_DATA PROVIDED_
▼
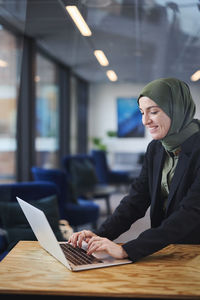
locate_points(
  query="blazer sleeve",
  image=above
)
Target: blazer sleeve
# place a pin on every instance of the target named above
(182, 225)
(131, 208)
▲
_STATED TASK_
Rewrite the records with every "blazer sleeve" swapped for "jacket sleeve", keeping all other text the same. Omit the pictures.

_REPLY TO THE TASK_
locate_points(
  query="jacket sleeve",
  image=above
)
Target: jacket sleeve
# place a pin on every instance of the target named above
(182, 225)
(131, 208)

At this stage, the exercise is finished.